**WHAT IS BEING ASKED:** Quote the passage from the attorney discipline decision between "IN THE MATTER" and "of New Jersey.", inclusive.

**READING PASSAGE:**
┏━━
SUPREME COURT OF NEW JERSEY Disciplinary Review Board
Jun 27, 2013
Docket No. DRB 12-394 (N.J. Jun. 27, 2013)

Opinion

Docket No. DRB 12-394 District Docket No. XIV-2010-0252E

06-27-2013

IN THE MATTER OF GLENN B. ALLYN AN ATTORNEY AT LAW

Michael J. Sweeney appeared on behalf of the Office of Attorney Ethics. Respondent did not appear, despite proper service.


Decision

Michael J. Sweeney appeared on behalf of the Office of Attorney Ethics. Respondent did not appear, despite proper service.

To the Honorable Chief Justice and Associate Justices of the Supreme Court of New Jersey.

This matter was before us on a motion for reciprocal discipline filed by the Office of Attorney Ethics (OAE), based on respondent's disbarment in New York for violations of that state's equivalent to RPC 1.15 (a) (comingling personal funds with client and escrow funds held in the attorney trust account), RPC 1.8 (a)(conflict of interest: improper business transaction with client), RPC 1.15(d) and 1:21-6 (recordkeeping violations), and RPC 8.4(a) (violation or attempt to violate the Rules of Professional Conduct). We determine to impose a three-month suspension.

Respondent was admitted to the New Jersey, New York, and Pennsylvania bars in 1992. In 1993, he was admitted to the Connecticut bar and, in 1995, the Colorado bar. Based on the February 7, 2011 findings in the New York disciplinary matter, respondent was disbarred in Colorado on a motion for default. He was also disbarred in Pennsylvania, on December 21, 2010, for failure to inform the Pennsylvania Supreme Court of the New York discipline, after having been directed to do so in September 2010. Finally, he was disbarred in Connecticut because he did not contest that state's reciprocal disciplinary action.
┗━━
**DATA EXTRACT:**
┏━━
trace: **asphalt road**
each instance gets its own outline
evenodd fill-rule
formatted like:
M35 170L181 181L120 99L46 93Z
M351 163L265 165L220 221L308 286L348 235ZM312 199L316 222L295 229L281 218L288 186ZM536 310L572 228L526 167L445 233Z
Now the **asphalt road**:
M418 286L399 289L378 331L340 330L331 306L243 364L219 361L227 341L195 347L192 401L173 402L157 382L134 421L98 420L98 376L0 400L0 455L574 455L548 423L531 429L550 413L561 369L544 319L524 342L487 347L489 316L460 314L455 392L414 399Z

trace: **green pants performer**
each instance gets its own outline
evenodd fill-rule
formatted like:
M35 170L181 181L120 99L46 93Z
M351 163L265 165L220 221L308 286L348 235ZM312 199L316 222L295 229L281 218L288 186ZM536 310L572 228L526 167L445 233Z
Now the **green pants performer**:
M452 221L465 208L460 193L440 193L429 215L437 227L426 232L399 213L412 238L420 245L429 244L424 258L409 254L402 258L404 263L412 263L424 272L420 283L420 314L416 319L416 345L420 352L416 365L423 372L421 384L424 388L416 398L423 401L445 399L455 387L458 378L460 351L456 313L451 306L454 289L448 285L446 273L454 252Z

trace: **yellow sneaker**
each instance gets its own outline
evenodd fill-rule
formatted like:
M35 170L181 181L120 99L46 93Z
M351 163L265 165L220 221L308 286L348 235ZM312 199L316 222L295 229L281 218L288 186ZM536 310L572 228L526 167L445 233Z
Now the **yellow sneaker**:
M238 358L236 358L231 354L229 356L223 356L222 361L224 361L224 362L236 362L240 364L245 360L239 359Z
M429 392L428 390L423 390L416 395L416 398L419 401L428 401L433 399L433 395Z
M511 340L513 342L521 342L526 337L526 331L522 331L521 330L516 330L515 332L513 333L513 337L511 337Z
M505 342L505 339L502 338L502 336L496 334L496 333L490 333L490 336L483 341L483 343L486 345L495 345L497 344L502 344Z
┗━━
**PROBLEM SOLUTION:**
IN THE MATTER OF GLENN B. ALLYN AN ATTORNEY AT LAW

Michael J. Sweeney appeared on behalf of the Office of Attorney Ethics. Respondent did not appear, despite proper service.


Decision

Michael J. Sweeney appeared on behalf of the Office of Attorney Ethics. Respondent did not appear, despite proper service.

To the Honorable Chief Justice and Associate Justices of the Supreme Court of New Jersey.